* 課題 A: BLOOD RECALLについての対談で、「OTK」は何を指すと説明されていますか。
* 課題 B: BLOOD RECALLについての対談を、最後の発言の続きから書き進めてください。

* 本文:
--- --- ---

逆に僕からの質問なんですど今直したい部分ってありますか(笑)ぶっこんだ質問なんですけど(笑)
オオタ
:うーん…何だろう。言ってしまえばシールドに変わるような安全弁を付けたいくらいですね(笑)
ZUME
:それは設計としてですよね(笑)
オオタ
:そうですね(笑)いまのBLOOD RECALLには安全弁がないんですよ。決まると気持ちいいんですけど※4☆OTKがある程度ゲームの寿命を削るんですよね。なのでOTKに対して何かしらの安全弁をデザインしないといけないなとは思っていてそれを未来の自分に回してしまったので(笑)過去に戻れるならそこの安全弁を考え直したいですね。まぁ今思いついていないので無理なんですけどね…。
OTKが強すぎる流れが出来たとしてそれを咎めるものを作りたいです。
※4☆カードゲームなどで1ターンだけで相手を倒しきること。
ZUME
:それは未来の僕らが何とかしてくれますよ(笑)真面目に答えるとそれこそ大きいダメージに対して置いておくガードみたいなものが合ってガンナガンでも14点のダメージに対応できるように機能で置いておいて、それを生贄に捧げると無効に出来るとかあったりするんですよ。そういうものでダメージ上限を変えられたりします。
オオタ
:追加の機能で解決することが出来そうっていうのが現実的なところですかね。
ZUME
:そうですね。天穹の蒼みたいに場において、場にあるときには効果を発揮するけど相手の攻撃によってシールドみたいに剥がすことができるみたいなものでもいいと思います。血廻に送ることによって無効にできるとかの効果を持ちつつ、複数枚一緒に剥がすと向こうに出来るとかの効果が合ってもいいかもしれないですね。それこそテーマにシールドを持つ契告書が合ってもいいかもしれないですね。それが一番かもしれないです。

--- --- ---

* 提供データ:
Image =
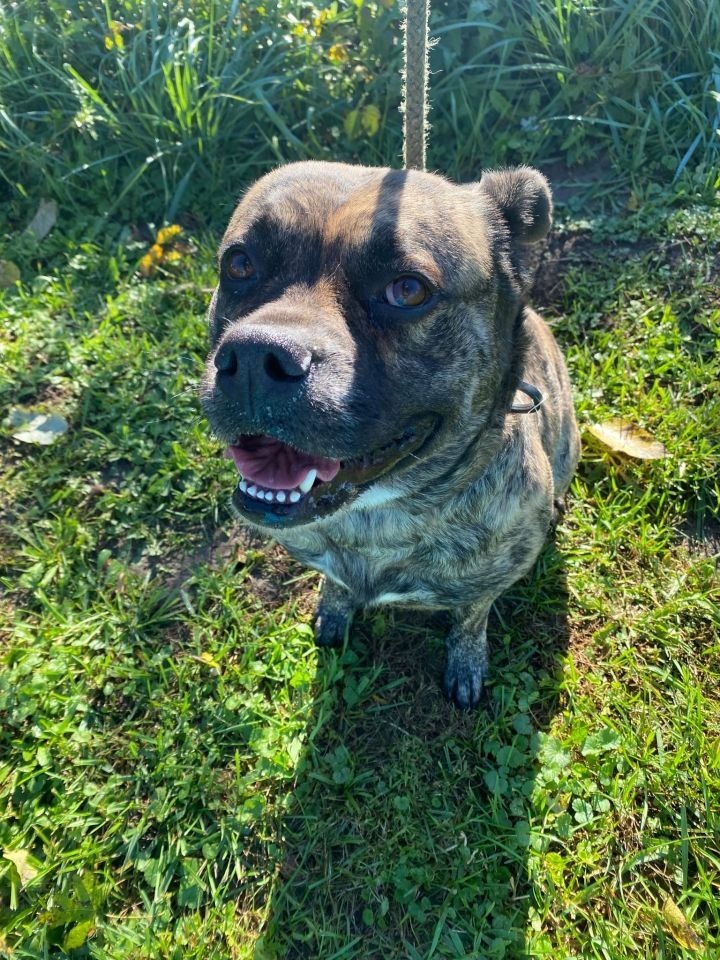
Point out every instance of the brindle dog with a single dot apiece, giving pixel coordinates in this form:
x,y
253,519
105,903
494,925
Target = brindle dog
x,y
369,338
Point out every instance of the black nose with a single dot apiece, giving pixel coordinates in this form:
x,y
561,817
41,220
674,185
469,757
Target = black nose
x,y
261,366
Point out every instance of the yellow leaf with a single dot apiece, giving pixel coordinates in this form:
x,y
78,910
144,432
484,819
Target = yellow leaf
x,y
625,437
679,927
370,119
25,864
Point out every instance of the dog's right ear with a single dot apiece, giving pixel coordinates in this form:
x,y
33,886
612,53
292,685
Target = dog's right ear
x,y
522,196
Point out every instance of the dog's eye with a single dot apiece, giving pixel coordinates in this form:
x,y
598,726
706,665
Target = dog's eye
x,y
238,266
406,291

--- --- ---

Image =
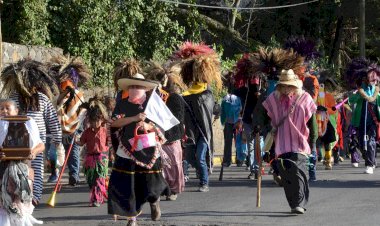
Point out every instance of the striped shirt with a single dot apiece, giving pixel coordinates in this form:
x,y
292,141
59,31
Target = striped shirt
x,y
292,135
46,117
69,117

--- --- ---

* 出力 A: カードゲームなどで、1ターンだけで相手を倒しきることです。

* 出力 B:
きっとなんとかなりますよ(笑)
オオタ
:何とかなりますね(笑)今僕が知っているカードゲームの安全弁になるようなシステムは大体詰め込んだので、まぁ僕が全てを網羅できているわけではないんですけど…。今僕が作ったゲームの中ではBLOOD RECALLが最新作なので一応僕の中での最新の研究は詰まっているかなと思っています。
ZUME
:体験面の僕とシステム面のオオタさんのいいところを両方取れたなって思えたゲームだと思いますね。
オオタ
:あと1人用モードは何があっても入れるなと思っています。BLOOD RECALLのソロモードは実は3日位しかかけてないんですよ。
時間がなかったんですけど鉄の意志で入れましたね。
ZUME
:すごいですよね(笑)根幹の2人対戦用のシステムを半年位かけてちゃんと面白くて、1人用を3日位でもちゃんと面白かったんでこれで行きましょう!となりましたね。1人用モード本当面白いですよね。
オオタ
:ありがとうございます。対戦格闘ゲームのアーケードモードみたいな感じで組みましたね。
ZUME
:まだやってない人は是非やってみてください!
オオタ
:難易度も選べるようになってます。色んな事を考えて作っているので是非楽しんでください。ソロモードに関しては僕の作るものにはできる限り入れたいと思っています。
制作で大変だったエピソード
オオタ
:やっぱりコミュニケーションですかね。最初大変だったのは(笑)
ZUME
:そうですね。お互いの温度感を知るまでが大変でしたね。確か3回位しか喋ったことがない状態で仕事を一緒にするってなりましたからね(笑)
オオタ
:そうですね(笑)お互いがどんな人か分からない状態でしたからね。一応お互いの創作物は知っていたので、なんとなくこういうことが出来るんだろうなというところから一緒にやり始めましたからね。
ZUME
:でも初めのミーティングの時、画面共有をしてたまたま映ったサイトで盛り上がって、それで仲良くなれるなって安心した記憶はありますね。
オオタ
:そうでしたね(笑)
ZUME
:本当に僕のクリエイティブも出すことが出来たし、みんなのクリエイティブを出せたので良かったなと思いますね。やっぱり3人って仕事をする上でやりやすいんですよね。
オオタ
:そうですね。僕もチームをやる上で毎回考えるのはなるべく3か5の割れない数字でやることを意識していますね。
ZUME
:大体僕とオオタさんで意見が分かれた時にもう一人の人にどうって聞いてましたね。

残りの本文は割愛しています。